Consignes à respecter. Recopiez le passage du texte sur le Ruanda depuis « Jadis, lorsque nous » jusqu'à « de la finesse. » inclus, en substituant « motocyclettes » à « bicyclettes ».

Si l’on tient compte de ces aspects de la civilisation, on dira que le Munyaruanda n’occupe qu’un rang médiocre. Il se rapprocherait même assez de ce type que les savants sont convenus d’appeler primitif, type dont il présente plusieurs caractères : aucune écriture, presque pas de division du travail, sauf pour les devins, les forgerons, les potiers. En effet, dans toute famille, s’exécutent les travaux nécessaires à l’installation et à l’entretien du ménage : chacun tour à tour devient maçon, charpentier, cultivateur, tailleur, meunier, ect…

Une réserve pourtant s’impose : on doit louer la constitution sociale, politique du Ruanda, spécialement bien adaptée et facteur réel de tranquilité générale à l’intérieur du pays.

En quarante ans, d’ailleurs, l’ascension s’est effectuée rapidement et la masse du peuple se rapproche lentement du niveau de certaines civilisations plus anciennes. Mais si l’on retenait comme barème de perfection celui que proposait un humoriste : « la moyenne des timbres_poste utilisés dans une nation », on devrait confesser que, même aujourd’hui, la civilisation au Ruanda débute péniblement.
Jadis, lorsque nous entendions les Banyaruanda émettre leurs prétentions à une civilisation transcendante, nous nous sentions poussées à les ramener à une plus équitable appréciation des choses. Pour ne froisser personne, nous préférons cependant nous contenter d’un silence bienveillant ou d’un sourire discret. Et quand, après une exhibition de phonographes, de bicyclettes, d’appareils photographiques, etc… nous percevions cette déclaration indulgente de la part des indigènes : « Namwe muzi ubwenge : vous aussi, Européens, vous êtes intelligents », ils avaient au moins le bon sens de ne pas s’attribuer le monopole de la finesse.

A cette civilisation qui, si modeste qu’elle soit, sert de lien entre les trois races, vient s’ajouter comme un puissant moyen d’unification l’attachement illimité porté au roi légitime (2) et par lui, en lui, à celui dont il tient ses pouvoirs, Imana, le Dieu du Ruanda, le Dieu national.
Au Ruanda, aucun antagonisme religieux : unité culturelle, unité politique, unité mystique, tout concourt à donner à ce pays une cohésion rare chez les autres tribus africaines, au moins dans la région des Grands Lacs. Avant d’aborder la question du gouvernement indigène, nous jugeons intéressant d’apporter quelques détails sur un animal, qui, lui aussi, cimente le rapprochement au Ruanda, au moins entre Batutsi et Bahutu : on oserait presque parler de quatrième race : il s’agit de la vache.

La vache au Ruanda.

Un Résident du Ruanda offrit jadis au roi indigène un sceau qui lui servirait à authentiquer ses quelques lettres officielles. Ce cachet « écrivait » le nom du potentat : « Musinga mwami w’i Ruanda : Musinga , roi du Ruanda. »Et, détail qui communiquait une valeur accrue à ce charmant objet, ces caractères couraient autour d’une tête de vache aux cornes démesurées. « Tu as l’esprit vif, ponctua solennellement, en guise de remerciements, le monarque au donateur. Toi, au moins, tu comprends les choses de chez nous ! Tu l’as prouvé en faisant graver l’image de ce qui nous est le plus cher : inka, la vache.»

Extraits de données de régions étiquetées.
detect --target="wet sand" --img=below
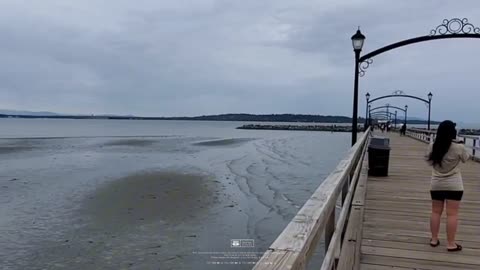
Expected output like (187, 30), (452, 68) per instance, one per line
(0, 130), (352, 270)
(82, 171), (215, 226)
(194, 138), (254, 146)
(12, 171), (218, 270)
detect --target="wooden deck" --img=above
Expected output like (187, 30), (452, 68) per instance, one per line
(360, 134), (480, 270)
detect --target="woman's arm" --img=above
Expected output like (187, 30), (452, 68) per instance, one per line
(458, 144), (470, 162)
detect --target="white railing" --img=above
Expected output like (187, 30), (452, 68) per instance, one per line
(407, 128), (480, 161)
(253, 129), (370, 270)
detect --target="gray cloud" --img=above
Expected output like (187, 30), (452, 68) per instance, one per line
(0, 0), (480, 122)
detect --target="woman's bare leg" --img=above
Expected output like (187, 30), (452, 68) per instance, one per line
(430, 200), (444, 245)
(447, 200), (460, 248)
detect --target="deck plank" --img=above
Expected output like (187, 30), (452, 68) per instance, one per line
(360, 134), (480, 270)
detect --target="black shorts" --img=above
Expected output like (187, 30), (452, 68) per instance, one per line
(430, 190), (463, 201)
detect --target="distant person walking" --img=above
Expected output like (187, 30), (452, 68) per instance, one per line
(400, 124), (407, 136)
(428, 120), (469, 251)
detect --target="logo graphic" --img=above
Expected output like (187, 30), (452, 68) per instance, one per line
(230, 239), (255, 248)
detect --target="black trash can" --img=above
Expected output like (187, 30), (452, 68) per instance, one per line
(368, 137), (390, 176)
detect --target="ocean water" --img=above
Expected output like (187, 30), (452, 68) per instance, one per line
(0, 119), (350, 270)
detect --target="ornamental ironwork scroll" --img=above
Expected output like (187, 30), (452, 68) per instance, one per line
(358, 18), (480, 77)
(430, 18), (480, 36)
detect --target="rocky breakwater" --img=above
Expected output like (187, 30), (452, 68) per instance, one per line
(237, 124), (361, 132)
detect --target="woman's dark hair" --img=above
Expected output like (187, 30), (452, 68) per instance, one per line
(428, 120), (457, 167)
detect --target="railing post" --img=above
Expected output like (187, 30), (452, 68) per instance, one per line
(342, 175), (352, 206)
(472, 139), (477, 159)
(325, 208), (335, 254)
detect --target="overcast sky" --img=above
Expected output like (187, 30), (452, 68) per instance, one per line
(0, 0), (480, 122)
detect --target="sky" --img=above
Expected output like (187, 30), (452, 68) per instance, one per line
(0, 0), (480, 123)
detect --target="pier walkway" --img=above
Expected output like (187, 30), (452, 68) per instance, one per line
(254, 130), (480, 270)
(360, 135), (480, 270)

* * *

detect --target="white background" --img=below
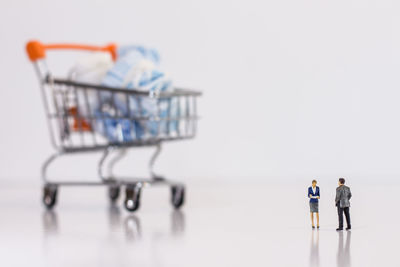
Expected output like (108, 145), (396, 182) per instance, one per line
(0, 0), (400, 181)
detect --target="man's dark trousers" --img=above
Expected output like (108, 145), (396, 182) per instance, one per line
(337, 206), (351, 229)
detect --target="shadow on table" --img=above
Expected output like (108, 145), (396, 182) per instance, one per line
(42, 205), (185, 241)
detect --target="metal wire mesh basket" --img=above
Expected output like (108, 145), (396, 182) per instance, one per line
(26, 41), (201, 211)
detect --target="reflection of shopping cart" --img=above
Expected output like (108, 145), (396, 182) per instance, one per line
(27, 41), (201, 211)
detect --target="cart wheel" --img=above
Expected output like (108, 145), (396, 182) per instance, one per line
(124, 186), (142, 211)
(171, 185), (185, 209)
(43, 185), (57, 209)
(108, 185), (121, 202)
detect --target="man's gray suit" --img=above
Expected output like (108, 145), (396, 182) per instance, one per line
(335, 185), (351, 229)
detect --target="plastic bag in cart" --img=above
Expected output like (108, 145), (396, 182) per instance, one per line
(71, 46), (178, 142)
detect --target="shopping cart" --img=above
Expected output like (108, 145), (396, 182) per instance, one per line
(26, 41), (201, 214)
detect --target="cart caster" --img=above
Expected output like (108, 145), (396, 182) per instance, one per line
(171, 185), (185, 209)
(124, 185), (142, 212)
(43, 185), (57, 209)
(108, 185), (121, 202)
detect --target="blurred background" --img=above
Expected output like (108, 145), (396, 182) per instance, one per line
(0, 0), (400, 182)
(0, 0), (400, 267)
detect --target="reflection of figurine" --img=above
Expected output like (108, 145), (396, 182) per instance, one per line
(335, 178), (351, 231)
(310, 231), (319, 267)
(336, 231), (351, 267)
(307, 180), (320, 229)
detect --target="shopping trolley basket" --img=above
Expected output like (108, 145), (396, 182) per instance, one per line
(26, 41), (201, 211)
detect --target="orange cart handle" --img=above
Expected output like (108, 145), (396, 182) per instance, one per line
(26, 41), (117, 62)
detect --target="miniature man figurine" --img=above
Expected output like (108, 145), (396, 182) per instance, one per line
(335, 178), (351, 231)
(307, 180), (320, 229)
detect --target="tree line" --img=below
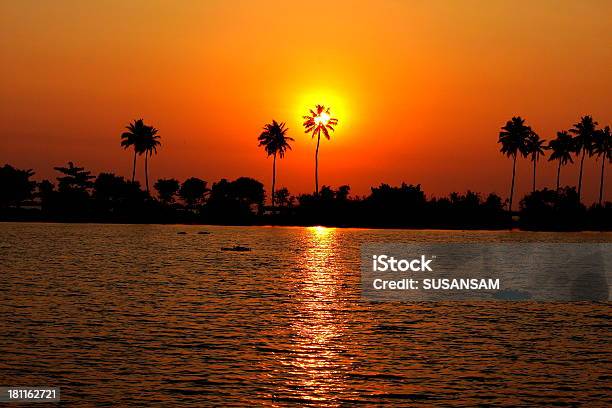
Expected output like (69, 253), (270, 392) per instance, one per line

Réponse finale.
Jadis, lorsque nous entendions les Banyaruanda émettre leurs prétentions à une civilisation transcendante, nous nous sentions poussées à les ramener à une plus équitable appréciation des choses. Pour ne froisser personne, nous préférons cependant nous contenter d’un silence bienveillant ou d’un sourire discret. Et quand, après une exhibition de phonographes, de motocyclettes, d’appareils photographiques, etc… nous percevions cette déclaration indulgente de la part des indigènes : « Namwe muzi ubwenge : vous aussi, Européens, vous êtes intelligents », ils avaient au moins le bon sens de ne pas s’attribuer le monopole de la finesse.